Word for word, restate every line from the one with "Point out the dark hair" through the end of the records below, both included, and add nothing.

> _Entries shown_:
'''
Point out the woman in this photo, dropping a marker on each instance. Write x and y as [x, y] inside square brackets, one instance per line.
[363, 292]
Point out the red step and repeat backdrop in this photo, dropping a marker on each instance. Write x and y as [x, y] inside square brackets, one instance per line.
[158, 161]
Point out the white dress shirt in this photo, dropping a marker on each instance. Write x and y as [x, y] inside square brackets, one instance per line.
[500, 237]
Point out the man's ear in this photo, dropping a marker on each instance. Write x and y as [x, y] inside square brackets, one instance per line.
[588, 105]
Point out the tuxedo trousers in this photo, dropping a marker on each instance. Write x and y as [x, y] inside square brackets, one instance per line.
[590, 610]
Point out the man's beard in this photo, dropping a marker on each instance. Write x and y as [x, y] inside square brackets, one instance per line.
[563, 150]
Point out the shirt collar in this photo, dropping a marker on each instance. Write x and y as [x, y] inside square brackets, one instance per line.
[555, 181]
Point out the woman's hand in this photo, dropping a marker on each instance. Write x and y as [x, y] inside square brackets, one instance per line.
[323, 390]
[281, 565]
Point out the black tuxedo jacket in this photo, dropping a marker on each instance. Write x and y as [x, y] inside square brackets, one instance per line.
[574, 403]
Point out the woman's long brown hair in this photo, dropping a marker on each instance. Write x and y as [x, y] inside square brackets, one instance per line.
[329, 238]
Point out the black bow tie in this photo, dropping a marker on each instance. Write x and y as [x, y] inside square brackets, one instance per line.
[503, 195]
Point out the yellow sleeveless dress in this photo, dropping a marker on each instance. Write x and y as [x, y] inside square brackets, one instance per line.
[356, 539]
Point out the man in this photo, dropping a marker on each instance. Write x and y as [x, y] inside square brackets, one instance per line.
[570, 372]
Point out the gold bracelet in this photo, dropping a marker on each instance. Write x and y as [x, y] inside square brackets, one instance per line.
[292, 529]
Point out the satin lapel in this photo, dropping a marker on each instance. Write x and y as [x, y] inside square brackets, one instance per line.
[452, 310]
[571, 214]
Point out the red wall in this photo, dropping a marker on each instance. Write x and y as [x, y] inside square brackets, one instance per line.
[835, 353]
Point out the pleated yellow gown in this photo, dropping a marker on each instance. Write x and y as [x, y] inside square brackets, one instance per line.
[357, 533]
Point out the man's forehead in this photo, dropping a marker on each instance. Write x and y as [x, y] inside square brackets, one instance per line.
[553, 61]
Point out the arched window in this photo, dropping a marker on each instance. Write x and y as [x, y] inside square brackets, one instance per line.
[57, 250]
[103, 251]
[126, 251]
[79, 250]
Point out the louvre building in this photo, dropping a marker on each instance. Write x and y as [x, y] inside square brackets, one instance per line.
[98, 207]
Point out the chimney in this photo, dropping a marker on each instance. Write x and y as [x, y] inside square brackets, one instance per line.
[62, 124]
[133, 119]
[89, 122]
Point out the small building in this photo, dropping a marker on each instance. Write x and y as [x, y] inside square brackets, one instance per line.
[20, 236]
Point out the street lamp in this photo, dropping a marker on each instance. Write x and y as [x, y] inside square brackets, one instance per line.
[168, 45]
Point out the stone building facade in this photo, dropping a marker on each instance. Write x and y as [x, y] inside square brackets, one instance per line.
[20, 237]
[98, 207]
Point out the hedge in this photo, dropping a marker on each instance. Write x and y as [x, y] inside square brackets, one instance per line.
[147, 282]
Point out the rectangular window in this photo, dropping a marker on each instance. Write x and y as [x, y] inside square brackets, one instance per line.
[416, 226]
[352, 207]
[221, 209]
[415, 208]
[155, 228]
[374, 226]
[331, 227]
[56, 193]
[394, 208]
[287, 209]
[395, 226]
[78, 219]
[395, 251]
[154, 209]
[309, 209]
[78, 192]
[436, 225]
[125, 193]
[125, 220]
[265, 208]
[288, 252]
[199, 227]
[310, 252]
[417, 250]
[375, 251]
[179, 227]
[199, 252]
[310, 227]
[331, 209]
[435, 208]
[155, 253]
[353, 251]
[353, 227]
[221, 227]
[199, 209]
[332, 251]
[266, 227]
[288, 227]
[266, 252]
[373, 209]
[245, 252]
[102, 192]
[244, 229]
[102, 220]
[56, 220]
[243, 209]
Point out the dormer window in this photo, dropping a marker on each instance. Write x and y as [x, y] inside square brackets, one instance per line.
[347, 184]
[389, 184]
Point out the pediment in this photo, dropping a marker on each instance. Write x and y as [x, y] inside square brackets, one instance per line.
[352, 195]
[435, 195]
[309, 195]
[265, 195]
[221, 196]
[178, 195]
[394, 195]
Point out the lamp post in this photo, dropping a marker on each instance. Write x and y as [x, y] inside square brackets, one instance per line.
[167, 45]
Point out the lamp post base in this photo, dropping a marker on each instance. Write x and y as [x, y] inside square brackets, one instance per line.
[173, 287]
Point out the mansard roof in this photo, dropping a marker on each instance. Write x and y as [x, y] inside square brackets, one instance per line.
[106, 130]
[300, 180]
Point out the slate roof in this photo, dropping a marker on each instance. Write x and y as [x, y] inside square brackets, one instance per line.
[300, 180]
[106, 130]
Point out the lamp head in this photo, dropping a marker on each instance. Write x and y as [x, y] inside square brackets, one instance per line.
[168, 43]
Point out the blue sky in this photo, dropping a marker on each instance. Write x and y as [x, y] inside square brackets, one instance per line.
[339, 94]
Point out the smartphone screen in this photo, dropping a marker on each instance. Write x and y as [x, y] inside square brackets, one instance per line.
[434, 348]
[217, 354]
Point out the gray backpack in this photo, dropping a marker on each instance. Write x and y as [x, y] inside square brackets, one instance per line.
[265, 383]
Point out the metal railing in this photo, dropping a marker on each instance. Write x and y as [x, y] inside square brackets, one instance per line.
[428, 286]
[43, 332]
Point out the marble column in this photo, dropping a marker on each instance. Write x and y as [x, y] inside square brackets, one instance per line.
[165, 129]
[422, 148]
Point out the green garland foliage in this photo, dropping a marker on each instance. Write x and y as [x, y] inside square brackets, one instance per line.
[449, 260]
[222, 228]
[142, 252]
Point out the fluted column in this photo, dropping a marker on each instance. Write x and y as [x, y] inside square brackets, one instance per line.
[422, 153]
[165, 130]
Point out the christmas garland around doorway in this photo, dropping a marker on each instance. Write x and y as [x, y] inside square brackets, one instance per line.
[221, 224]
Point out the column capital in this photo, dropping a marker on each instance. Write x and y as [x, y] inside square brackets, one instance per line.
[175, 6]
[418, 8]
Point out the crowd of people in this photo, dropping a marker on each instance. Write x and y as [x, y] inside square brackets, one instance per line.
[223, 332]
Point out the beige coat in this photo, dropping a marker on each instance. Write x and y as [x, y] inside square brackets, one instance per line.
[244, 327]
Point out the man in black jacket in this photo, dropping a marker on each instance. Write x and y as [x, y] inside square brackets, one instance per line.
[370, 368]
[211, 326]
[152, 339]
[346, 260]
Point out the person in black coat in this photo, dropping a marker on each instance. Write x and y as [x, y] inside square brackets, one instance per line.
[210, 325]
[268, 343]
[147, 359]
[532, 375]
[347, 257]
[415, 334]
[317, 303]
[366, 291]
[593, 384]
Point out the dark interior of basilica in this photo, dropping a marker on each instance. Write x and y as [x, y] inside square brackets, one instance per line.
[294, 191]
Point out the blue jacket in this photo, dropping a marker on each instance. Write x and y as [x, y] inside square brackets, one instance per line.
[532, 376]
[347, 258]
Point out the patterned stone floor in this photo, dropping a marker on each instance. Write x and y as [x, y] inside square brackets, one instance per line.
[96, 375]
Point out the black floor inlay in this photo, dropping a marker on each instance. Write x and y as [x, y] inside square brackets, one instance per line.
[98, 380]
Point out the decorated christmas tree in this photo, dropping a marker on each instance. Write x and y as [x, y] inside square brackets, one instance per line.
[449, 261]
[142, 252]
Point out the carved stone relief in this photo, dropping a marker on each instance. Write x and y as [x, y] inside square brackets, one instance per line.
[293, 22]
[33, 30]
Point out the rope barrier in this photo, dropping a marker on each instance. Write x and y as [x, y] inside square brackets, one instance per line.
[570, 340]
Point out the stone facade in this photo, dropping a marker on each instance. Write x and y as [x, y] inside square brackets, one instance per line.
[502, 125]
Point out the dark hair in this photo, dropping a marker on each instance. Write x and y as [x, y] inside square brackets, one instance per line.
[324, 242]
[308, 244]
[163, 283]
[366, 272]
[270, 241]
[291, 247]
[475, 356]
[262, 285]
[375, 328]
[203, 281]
'''
> _Written response_:
Point out the dark hair in this photo, dropping a marker on each instance. Write x and y as [x, y] inside square brackets, one instance per line.
[324, 242]
[308, 244]
[163, 283]
[366, 272]
[270, 241]
[291, 247]
[475, 356]
[262, 285]
[375, 328]
[203, 281]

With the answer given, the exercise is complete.